Exercise directions » The records below need to be set down again exactly; their images stay out.

(Point localization data)
'''

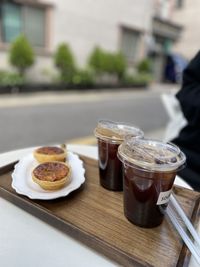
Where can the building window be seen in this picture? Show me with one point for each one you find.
(21, 19)
(129, 44)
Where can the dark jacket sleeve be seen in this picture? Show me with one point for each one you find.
(189, 95)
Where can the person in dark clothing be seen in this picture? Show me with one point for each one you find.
(189, 137)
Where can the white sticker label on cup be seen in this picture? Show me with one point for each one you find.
(164, 197)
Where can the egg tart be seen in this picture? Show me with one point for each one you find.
(50, 153)
(52, 175)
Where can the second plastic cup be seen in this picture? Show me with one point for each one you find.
(110, 135)
(150, 168)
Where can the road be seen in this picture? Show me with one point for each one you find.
(43, 119)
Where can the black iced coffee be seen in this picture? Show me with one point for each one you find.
(149, 171)
(110, 135)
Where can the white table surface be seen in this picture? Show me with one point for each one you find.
(26, 241)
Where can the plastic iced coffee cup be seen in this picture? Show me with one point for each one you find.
(149, 171)
(110, 135)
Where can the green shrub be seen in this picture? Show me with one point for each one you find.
(97, 60)
(64, 61)
(144, 66)
(21, 54)
(119, 65)
(83, 77)
(9, 78)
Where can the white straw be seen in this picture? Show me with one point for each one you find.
(185, 219)
(183, 234)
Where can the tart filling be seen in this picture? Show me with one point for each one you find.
(52, 175)
(50, 153)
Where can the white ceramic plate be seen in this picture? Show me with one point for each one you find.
(23, 184)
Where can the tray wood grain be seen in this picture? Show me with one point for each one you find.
(94, 216)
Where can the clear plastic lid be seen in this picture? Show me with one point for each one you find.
(151, 154)
(116, 131)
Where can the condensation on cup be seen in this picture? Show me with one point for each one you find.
(110, 135)
(149, 171)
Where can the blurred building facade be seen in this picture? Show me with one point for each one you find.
(187, 15)
(138, 28)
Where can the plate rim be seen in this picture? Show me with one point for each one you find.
(46, 195)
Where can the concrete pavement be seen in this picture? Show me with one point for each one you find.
(46, 98)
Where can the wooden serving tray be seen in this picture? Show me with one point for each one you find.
(94, 216)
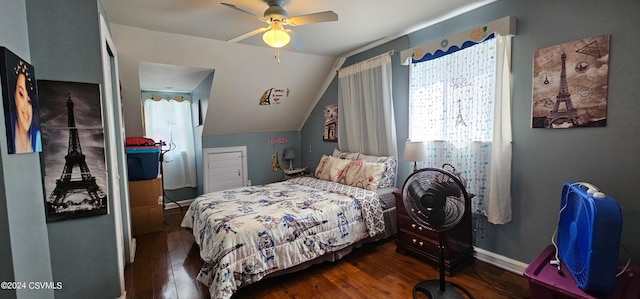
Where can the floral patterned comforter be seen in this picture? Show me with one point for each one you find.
(249, 232)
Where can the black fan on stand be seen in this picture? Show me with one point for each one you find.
(436, 199)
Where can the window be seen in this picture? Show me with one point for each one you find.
(460, 107)
(170, 121)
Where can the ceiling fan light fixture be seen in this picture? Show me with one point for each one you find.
(276, 36)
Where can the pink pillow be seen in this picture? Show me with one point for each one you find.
(331, 168)
(362, 174)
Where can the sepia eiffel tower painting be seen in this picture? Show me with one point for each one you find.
(76, 192)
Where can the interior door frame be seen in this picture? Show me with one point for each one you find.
(221, 150)
(111, 101)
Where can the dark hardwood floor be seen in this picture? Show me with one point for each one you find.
(167, 263)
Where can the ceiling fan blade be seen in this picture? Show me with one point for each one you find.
(248, 34)
(240, 9)
(319, 17)
(297, 42)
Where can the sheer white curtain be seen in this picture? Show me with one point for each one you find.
(171, 122)
(460, 106)
(366, 121)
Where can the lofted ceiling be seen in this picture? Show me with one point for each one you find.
(361, 24)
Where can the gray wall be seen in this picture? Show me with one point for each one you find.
(83, 250)
(543, 159)
(259, 151)
(24, 246)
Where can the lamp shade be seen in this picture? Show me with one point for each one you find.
(414, 151)
(289, 154)
(276, 36)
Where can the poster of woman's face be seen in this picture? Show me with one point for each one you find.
(20, 102)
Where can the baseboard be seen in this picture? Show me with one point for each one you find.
(500, 261)
(183, 203)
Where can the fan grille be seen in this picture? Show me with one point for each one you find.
(435, 199)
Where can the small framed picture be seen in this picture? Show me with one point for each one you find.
(330, 132)
(20, 102)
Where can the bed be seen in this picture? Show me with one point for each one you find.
(247, 234)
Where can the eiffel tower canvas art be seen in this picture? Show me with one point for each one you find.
(570, 84)
(73, 147)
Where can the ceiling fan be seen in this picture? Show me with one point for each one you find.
(275, 35)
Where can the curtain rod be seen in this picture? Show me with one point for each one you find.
(390, 52)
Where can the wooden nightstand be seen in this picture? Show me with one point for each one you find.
(416, 240)
(294, 173)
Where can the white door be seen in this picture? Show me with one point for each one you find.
(225, 168)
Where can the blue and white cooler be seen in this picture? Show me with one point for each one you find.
(143, 158)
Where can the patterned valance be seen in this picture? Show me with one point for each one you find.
(458, 41)
(157, 96)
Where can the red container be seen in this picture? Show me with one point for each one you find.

'''

Finished exercise »
Where can the building window be seen in this picture? Show me with one point for each one you find.
(21, 19)
(129, 44)
Where can the dark jacket sleeve be seen in this picture? Show me with one point for each one you find.
(189, 95)
Where can the person in dark clothing be seen in this picture? Show me with one point for each one you find.
(189, 137)
Where can the white sticker label on cup be seen in this picture? Show me with one point for each one you find.
(164, 197)
Where can the egg tart be seen in this picture? Show me with one point for each one you find.
(50, 153)
(52, 175)
Where can the second plastic cup be seen in this picture? Show me with one point for each one you find.
(110, 135)
(150, 168)
Where can the road be seen in this picture? Show me with one point for each one you find.
(43, 119)
Where can the black iced coffee be seen in this picture? Show me with one point for each one you find.
(149, 171)
(110, 135)
Where can the white table surface be seen in this picture? Show me with one point for each one you find.
(26, 241)
Where can the plastic iced coffee cup be seen in this picture? Show me with one point for each one you find.
(149, 171)
(110, 135)
Where can the green shrub be seen in this picture? Show me with one point for each one you find.
(97, 60)
(64, 61)
(144, 66)
(21, 54)
(119, 65)
(83, 77)
(9, 78)
Where can the white straw be seen in this picture? Show me with one point for each one you find.
(185, 219)
(183, 234)
Where can the tart filling be seen in this picture? Show me with one point for each one you find.
(52, 175)
(50, 153)
Where can the white ceramic plate be seen in this picture? Show me with one point for each one you find.
(23, 184)
Where can the tray wood grain be seen in this picture? Show me with one point for each one you find.
(94, 216)
Where can the clear plastic lid be seen in this picture? Show me with one point for each one you find.
(151, 154)
(116, 131)
Where can the condensation on cup be seen in this picture? Show me with one point for each one you find.
(110, 135)
(149, 171)
Where can the blurred building facade be seen in this picture? Show me with one point for each one you find.
(187, 15)
(138, 28)
Where can the plate rim be seen in this picture? Show me with one point for each one you find.
(46, 195)
Where can the concrete pavement be seen in this picture? Show me with one point for each one you find.
(46, 98)
Where can the wooden serving tray be seen in this picture? Show me with one point for each one you find.
(94, 216)
Where can the floral patterned comforter be seen in this picture? Show me with one point for each one you find.
(249, 232)
Where can the black fan on stand be seen in this picture? Show me with one point for each one you find.
(436, 199)
Where can the window be seen in this picture? Show me with one point for each one you find.
(460, 107)
(170, 121)
Where can the ceiling fan light fixture be seen in this picture? Show me with one point for each one you find.
(276, 36)
Where can the pink pillow be seen in this picture? Show me with one point for each one you find.
(331, 168)
(362, 174)
Where can the sepia eiffel tower painting be seen in this picture? Show me with one point for each one you find.
(76, 192)
Where can the interior door frame be seen in this picture? Show me with one point for each one you find.
(221, 150)
(111, 101)
Where can the dark hardwood floor be seen in this picture? Show me with one point for each one you find.
(167, 263)
Where can the ceiling fan blade be seen in this picture? Show me with one point for each one you find.
(248, 34)
(240, 9)
(319, 17)
(297, 42)
Where can the sheer white curtain be seen in this picture? Show me with one point for each one you find.
(171, 122)
(460, 106)
(366, 121)
Where can the lofted ceiling be seen in this picture? Show me with one point for each one you find.
(361, 24)
Where can the gray wall be seen in this picture? Show me with one point for each one you find.
(83, 250)
(543, 159)
(259, 151)
(24, 246)
Where can the lamp shade be seen in this picture? Show me with one point for each one you find.
(414, 151)
(289, 154)
(276, 36)
Where can the poster of woman's face be seen in this picture? Show me with one point for each one you find.
(20, 102)
Where can the baseboard be seen in this picture? Show me with one point for each one you find.
(500, 261)
(183, 203)
Where can the fan grille be seen in this picture? Show me with one point for each one you find.
(435, 199)
Where can the small framed picture be seen in this picture? Show me with one point for each one you find.
(330, 132)
(20, 102)
Where can the bed be seen in this picture? Show me with one point for each one you find.
(247, 234)
Where can the eiffel tower canvas art be seen in this picture? Show me with one point for each one you find.
(570, 84)
(73, 147)
Where can the ceiling fan be seen in this picture? Show me with one point for each one you find.
(275, 35)
Where can the curtain rod be seen in this picture? Show me with one point for each one you find.
(390, 52)
Where can the wooden nightstand be seen in this picture? Show me with one point for each one you find.
(416, 240)
(294, 173)
Where can the white door be seen in this picture? Show me with one point for each one you find.
(225, 168)
Where can the blue and white cooler be seen in this picture? Show me with one point for each one you find.
(143, 158)
Where can the patterned valance be seen in this picture? Show me with one point for each one you find.
(458, 41)
(157, 96)
Where can the red container be seen in this picture? Show me with one point for each one you find.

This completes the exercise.